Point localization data
+ + + + + + +
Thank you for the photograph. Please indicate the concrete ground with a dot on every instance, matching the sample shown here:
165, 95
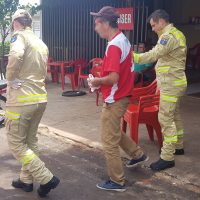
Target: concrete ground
70, 144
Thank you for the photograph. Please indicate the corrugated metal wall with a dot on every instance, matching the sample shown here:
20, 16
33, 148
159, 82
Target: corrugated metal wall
68, 28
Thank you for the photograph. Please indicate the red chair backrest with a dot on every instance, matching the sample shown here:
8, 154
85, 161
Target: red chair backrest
143, 91
79, 65
96, 62
96, 71
149, 101
50, 59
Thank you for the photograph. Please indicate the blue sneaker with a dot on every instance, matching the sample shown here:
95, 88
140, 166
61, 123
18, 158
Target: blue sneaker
135, 162
110, 185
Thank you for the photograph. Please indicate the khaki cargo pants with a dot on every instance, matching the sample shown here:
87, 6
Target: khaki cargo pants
22, 125
113, 138
171, 124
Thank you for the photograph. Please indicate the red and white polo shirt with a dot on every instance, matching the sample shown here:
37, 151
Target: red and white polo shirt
118, 58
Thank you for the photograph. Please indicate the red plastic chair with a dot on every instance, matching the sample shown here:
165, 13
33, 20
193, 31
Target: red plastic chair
81, 65
96, 72
53, 70
145, 112
69, 70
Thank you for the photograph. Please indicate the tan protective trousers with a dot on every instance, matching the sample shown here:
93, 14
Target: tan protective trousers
172, 128
22, 124
113, 138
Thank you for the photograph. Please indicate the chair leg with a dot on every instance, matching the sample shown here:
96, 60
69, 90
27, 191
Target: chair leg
72, 82
97, 98
57, 77
52, 77
79, 83
134, 130
150, 132
83, 82
159, 135
124, 125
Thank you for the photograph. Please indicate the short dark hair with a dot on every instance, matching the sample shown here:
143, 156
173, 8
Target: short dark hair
112, 23
159, 14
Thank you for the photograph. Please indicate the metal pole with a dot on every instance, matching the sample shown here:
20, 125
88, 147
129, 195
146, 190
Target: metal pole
147, 13
138, 21
142, 25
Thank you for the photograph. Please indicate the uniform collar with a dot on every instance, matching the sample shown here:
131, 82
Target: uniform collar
165, 29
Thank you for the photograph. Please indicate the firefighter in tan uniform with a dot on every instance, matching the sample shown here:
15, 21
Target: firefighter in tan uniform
26, 103
170, 54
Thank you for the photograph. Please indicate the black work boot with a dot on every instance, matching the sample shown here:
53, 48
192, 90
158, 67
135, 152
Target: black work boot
24, 186
43, 190
179, 152
162, 164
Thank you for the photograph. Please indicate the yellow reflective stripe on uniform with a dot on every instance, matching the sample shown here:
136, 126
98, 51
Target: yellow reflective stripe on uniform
136, 57
171, 139
168, 98
32, 98
180, 133
181, 82
163, 69
12, 115
179, 35
28, 157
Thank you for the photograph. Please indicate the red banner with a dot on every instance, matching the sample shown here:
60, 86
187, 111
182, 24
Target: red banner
126, 20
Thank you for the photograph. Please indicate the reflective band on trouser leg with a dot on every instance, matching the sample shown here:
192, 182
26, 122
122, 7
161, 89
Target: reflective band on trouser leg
136, 57
168, 98
170, 139
12, 115
29, 156
181, 82
179, 36
32, 98
163, 69
180, 134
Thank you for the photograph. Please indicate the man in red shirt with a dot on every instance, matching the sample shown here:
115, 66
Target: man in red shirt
116, 84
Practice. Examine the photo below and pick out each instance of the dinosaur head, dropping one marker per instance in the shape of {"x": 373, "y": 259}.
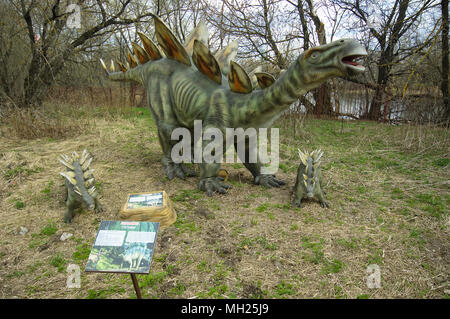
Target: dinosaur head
{"x": 337, "y": 58}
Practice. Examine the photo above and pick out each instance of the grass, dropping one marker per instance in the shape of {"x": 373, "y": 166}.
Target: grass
{"x": 387, "y": 186}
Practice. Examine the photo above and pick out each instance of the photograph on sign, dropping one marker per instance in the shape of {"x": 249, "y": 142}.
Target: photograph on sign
{"x": 123, "y": 246}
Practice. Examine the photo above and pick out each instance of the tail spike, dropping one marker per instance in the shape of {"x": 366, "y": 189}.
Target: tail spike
{"x": 169, "y": 43}
{"x": 104, "y": 66}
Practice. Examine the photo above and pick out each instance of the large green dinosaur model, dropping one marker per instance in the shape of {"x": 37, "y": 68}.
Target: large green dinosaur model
{"x": 178, "y": 93}
{"x": 80, "y": 184}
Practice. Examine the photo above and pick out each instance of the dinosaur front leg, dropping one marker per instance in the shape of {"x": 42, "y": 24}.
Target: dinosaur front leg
{"x": 267, "y": 180}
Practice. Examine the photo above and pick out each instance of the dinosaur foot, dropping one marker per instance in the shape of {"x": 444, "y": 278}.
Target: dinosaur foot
{"x": 268, "y": 181}
{"x": 213, "y": 184}
{"x": 177, "y": 169}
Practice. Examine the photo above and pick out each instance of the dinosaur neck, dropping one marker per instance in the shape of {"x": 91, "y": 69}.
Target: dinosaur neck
{"x": 261, "y": 107}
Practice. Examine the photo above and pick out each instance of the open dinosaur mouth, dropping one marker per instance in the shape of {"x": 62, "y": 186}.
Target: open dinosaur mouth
{"x": 350, "y": 60}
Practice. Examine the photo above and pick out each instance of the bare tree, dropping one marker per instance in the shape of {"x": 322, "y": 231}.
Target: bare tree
{"x": 445, "y": 63}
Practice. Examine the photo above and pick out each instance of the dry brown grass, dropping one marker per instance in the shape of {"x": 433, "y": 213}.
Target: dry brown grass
{"x": 255, "y": 245}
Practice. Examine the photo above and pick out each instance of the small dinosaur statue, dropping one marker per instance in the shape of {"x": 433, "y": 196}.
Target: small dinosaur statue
{"x": 79, "y": 182}
{"x": 216, "y": 90}
{"x": 309, "y": 178}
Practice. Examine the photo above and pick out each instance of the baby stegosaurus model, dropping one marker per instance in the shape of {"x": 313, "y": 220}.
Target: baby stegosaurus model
{"x": 309, "y": 178}
{"x": 80, "y": 183}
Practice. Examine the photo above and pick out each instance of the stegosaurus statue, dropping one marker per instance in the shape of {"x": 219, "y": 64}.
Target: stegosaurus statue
{"x": 80, "y": 184}
{"x": 187, "y": 82}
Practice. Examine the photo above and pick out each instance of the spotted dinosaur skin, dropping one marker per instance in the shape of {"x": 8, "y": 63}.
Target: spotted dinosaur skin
{"x": 182, "y": 88}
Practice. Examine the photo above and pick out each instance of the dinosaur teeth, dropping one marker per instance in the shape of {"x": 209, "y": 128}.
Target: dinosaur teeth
{"x": 238, "y": 79}
{"x": 77, "y": 191}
+ + + + + + +
The task
Transcribe all the data word for word; the images stay out.

Answer to the problem
Thank you for the photograph. Please indicate the concrete ground with a dot on every instance, matching the sample shown here:
165, 95
Target: concrete ground
70, 144
Thank you for the photograph. Please indicate the corrugated metal wall with a dot on every instance, matching the sample shown here:
20, 16
33, 148
159, 82
Target: corrugated metal wall
68, 28
Thank you for the photograph. Please indicate the red chair backrest with a dot on every instance, matching the sample shown here:
8, 154
85, 161
Target: red chair backrest
143, 91
79, 65
96, 62
96, 71
149, 101
50, 59
Thank you for the photograph. Please indicate the blue sneaker with a dot on every instance, matching the sample shown here:
95, 88
140, 166
61, 123
18, 158
Target: blue sneaker
135, 162
110, 185
Thank you for the photograph. Please indicate the khaki cargo pants with a dot on every instance, matching the sample shown here:
87, 6
Target: khaki cargo pants
22, 125
113, 138
171, 124
Thank you for the photograph. Please indicate the red and white polo shirt with a dot on every instance, matching the sample shown here:
37, 151
Target: red and white polo shirt
118, 58
Thank you for the photograph. Please indicate the red plastic chair with a dot on every instance, matching the sample shown here:
165, 13
33, 20
193, 31
Target: red plastic chair
81, 65
96, 72
53, 70
145, 112
69, 70
Thank you for the photograph. Please indicate the tan protective trousers with a dot on every instance, matching the sample shown here:
93, 14
Target: tan protective trousers
172, 128
22, 124
113, 138
Thank you for the photograph. Please indicate the chair leg with a dot on every instance, matching the sample shown here:
96, 60
69, 90
27, 191
Target: chair leg
72, 82
97, 98
57, 77
52, 77
79, 83
134, 130
150, 132
83, 82
159, 135
124, 125
Thank you for the photograph. Please indicate the short dark hair with a dot on every instance, matching the sample shown here:
143, 156
173, 8
Target: short dark hair
112, 23
159, 14
Thank you for the photograph. Please indicate the metal pole with a dot on every instance, matching the sample shown here:
20, 125
88, 147
129, 195
146, 190
Target: metal pole
147, 13
138, 21
142, 25
Thank you for the photograph. Please indicate the uniform collar with a dot on every instance, matching the sample shown here:
131, 82
Target: uniform collar
165, 29
Thank you for the photograph. Please indicate the firefighter in tan uniform with a dot on every instance, matching the sample shown here:
15, 21
Target: firefighter in tan uniform
26, 103
170, 54
Thank you for the photograph. Please indicate the black work boot with a dot on every instance, matching the sample shown here:
53, 48
192, 90
158, 67
135, 152
Target: black work boot
24, 186
43, 190
179, 152
162, 164
Thank you for the photograph. Please indicate the yellow reflective stripe on uniform with a dot on every instance, matching the sample shown here:
136, 126
98, 51
Target: yellow reflective stripe on uniform
136, 57
171, 139
168, 98
32, 98
180, 133
181, 82
163, 69
12, 115
179, 35
28, 157
Thank you for the photograph. Please indicate the red banner with a dot on every instance, matching the sample shown here:
60, 86
187, 111
182, 24
Target: red banner
126, 20
Thank you for the photograph. Please indicate the reflective band on trouser leg with a dot on every instance, matching the sample shown here:
192, 182
26, 122
122, 7
161, 89
Target: reflective band on trouser leg
136, 57
168, 98
170, 139
12, 115
29, 156
181, 82
179, 36
32, 98
163, 69
180, 134
Thank you for the photograph. Please indicate the man in red shirt with a dot on every instance, matching the sample shown here:
115, 66
Target: man in red shirt
116, 84
Practice. Examine the photo below and pick out each instance of the dinosaur head, dropping one marker per instance in the shape of {"x": 373, "y": 259}.
Target: dinosaur head
{"x": 337, "y": 58}
Practice. Examine the photo above and pick out each instance of the grass, dropping one marker per instance in the shape of {"x": 373, "y": 166}.
Target: grass
{"x": 387, "y": 186}
Practice. Examine the photo above and pick out each instance of the photograph on sign, dropping one marker per instance in the shape of {"x": 249, "y": 142}.
Target: photograph on sign
{"x": 123, "y": 246}
Practice. Examine the photo above and pick out each instance of the tail spike, dropping one marker per instance in the shape of {"x": 366, "y": 189}.
Target: tail spike
{"x": 169, "y": 43}
{"x": 104, "y": 66}
Practice. Examine the photo above and pick out each instance of the large green dinosaur model, dropping one marker per instance in the shape of {"x": 37, "y": 68}.
Target: large green dinosaur model
{"x": 178, "y": 93}
{"x": 80, "y": 184}
Practice. Examine the photo above and pick out each instance of the dinosaur front leg, dropping one marker per instance in the shape of {"x": 42, "y": 24}.
Target: dinosaur front leg
{"x": 267, "y": 180}
Practice. Examine the photo above and pick out each instance of the dinosaur foot, dropping one marker per instance in the shape of {"x": 444, "y": 278}.
Target: dinosaur foot
{"x": 268, "y": 181}
{"x": 213, "y": 184}
{"x": 177, "y": 169}
Practice. Examine the photo above and pick out each instance of the dinosaur neck, dropping one marker per instance in the shape of {"x": 91, "y": 69}.
Target: dinosaur neck
{"x": 261, "y": 107}
Practice. Examine the photo above and pick out each instance of the open dinosaur mouth, dropping one marker per instance in the shape of {"x": 62, "y": 186}.
Target: open dinosaur mouth
{"x": 350, "y": 60}
Practice. Examine the photo above and pick out each instance of the bare tree, dropping one marker per instance in the shape of {"x": 322, "y": 231}.
Target: bare tree
{"x": 445, "y": 63}
Practice. Examine the photo above and pick out each instance of the dry brown grass, dropping one marker per instance in the shape of {"x": 433, "y": 213}.
Target: dry brown grass
{"x": 255, "y": 245}
Practice. Examine the photo above and pick out each instance of the small dinosaur statue, dropping one marker per instance in the shape of {"x": 433, "y": 196}.
Target: small dinosaur statue
{"x": 79, "y": 182}
{"x": 216, "y": 90}
{"x": 309, "y": 178}
Practice. Examine the photo above and pick out each instance of the baby stegosaurus model, dropping one marker per instance in the shape of {"x": 313, "y": 220}.
Target: baby stegosaurus model
{"x": 309, "y": 178}
{"x": 80, "y": 183}
Practice. Examine the photo above and pick out each instance of the stegosaurus statue, dropping one marker per instance in the shape of {"x": 219, "y": 64}.
Target: stegosaurus statue
{"x": 80, "y": 184}
{"x": 187, "y": 82}
Practice. Examine the photo above and pick out each instance of the spotted dinosaur skin, dropping one marker per instance in the shape of {"x": 8, "y": 63}.
Target: spotted dinosaur skin
{"x": 182, "y": 88}
Practice. Examine the photo above and pick out each instance of the dinosaur teeth, dropping one marker per instance in the shape of {"x": 209, "y": 128}.
Target: dinosaur teeth
{"x": 238, "y": 79}
{"x": 77, "y": 191}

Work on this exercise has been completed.